The records -
— START —

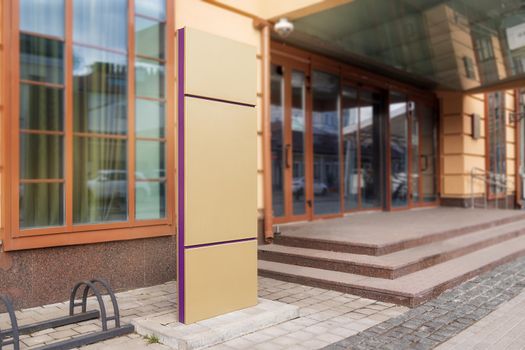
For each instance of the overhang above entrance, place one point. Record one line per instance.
(466, 45)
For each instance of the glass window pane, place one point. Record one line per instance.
(44, 17)
(150, 160)
(149, 78)
(41, 107)
(399, 149)
(99, 91)
(149, 38)
(298, 139)
(428, 152)
(150, 118)
(41, 205)
(497, 139)
(101, 23)
(350, 142)
(151, 200)
(100, 186)
(416, 157)
(326, 143)
(277, 126)
(41, 156)
(41, 59)
(371, 110)
(151, 8)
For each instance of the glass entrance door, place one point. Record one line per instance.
(413, 152)
(521, 151)
(326, 151)
(398, 150)
(290, 179)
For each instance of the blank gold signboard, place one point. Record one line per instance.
(217, 172)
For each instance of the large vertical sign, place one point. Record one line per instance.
(217, 188)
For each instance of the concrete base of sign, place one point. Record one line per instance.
(215, 330)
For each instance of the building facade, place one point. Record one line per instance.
(88, 127)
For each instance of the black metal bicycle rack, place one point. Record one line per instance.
(12, 336)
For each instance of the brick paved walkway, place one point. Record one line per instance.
(326, 317)
(439, 320)
(502, 329)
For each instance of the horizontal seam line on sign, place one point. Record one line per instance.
(219, 243)
(220, 100)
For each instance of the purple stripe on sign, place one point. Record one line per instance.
(180, 242)
(220, 100)
(219, 243)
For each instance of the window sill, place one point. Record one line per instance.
(86, 237)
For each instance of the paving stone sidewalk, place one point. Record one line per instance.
(437, 321)
(502, 329)
(325, 317)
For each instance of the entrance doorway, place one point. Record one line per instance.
(290, 180)
(340, 146)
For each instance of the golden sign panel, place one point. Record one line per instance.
(220, 279)
(219, 68)
(221, 171)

— END —

Stated exercise -
Could you copy every item above word for word and leave out the pictures?

Result for this exercise -
For each instance of the overhang above entrance, place one point. Record one line per instance.
(466, 45)
For each instance of the glass window pane, place one point. Record one line per instance.
(44, 17)
(150, 160)
(149, 78)
(41, 107)
(399, 149)
(99, 91)
(149, 38)
(298, 139)
(428, 152)
(150, 118)
(41, 205)
(497, 139)
(101, 23)
(350, 142)
(151, 200)
(100, 186)
(416, 157)
(326, 143)
(277, 126)
(41, 156)
(41, 59)
(371, 110)
(151, 8)
For each instance of the glass entrance door, place one point. Record one line per instance.
(413, 152)
(521, 151)
(326, 151)
(398, 150)
(290, 179)
For each instance of the blank gold signboard, place one point. Record one line per instance.
(217, 172)
For each instance of the large vertical sign, place one point. Record one line per instance.
(217, 188)
For each instance of the concrete base of sign, place one point. Record one line per instance.
(215, 330)
For each instance of the building facade, place one point. Record one line per instance.
(88, 127)
For each instance of the black metal bicycle rack, place one point. Record one line per instance.
(12, 336)
For each instance of the brick paved walkway, place one point. Record one line per instance.
(326, 317)
(439, 320)
(502, 329)
For each instance of the horizontal seam line on sign, place one point. Record one line per instance.
(219, 243)
(220, 100)
For each instance of the purple stripe on sign, place one point. Record one line per instance.
(180, 242)
(220, 100)
(219, 243)
For each instance of the window sill, place one point. Record one line per instance.
(86, 237)
For each instance of the paving stone sidewalk, place one point. Record one line per instance.
(437, 321)
(502, 329)
(325, 317)
For each instance of the entrance doorway, place one point. Record one line per instance.
(290, 180)
(340, 146)
For each instance of the golden sign panel, place one point. Record one line per instance.
(220, 279)
(219, 68)
(221, 171)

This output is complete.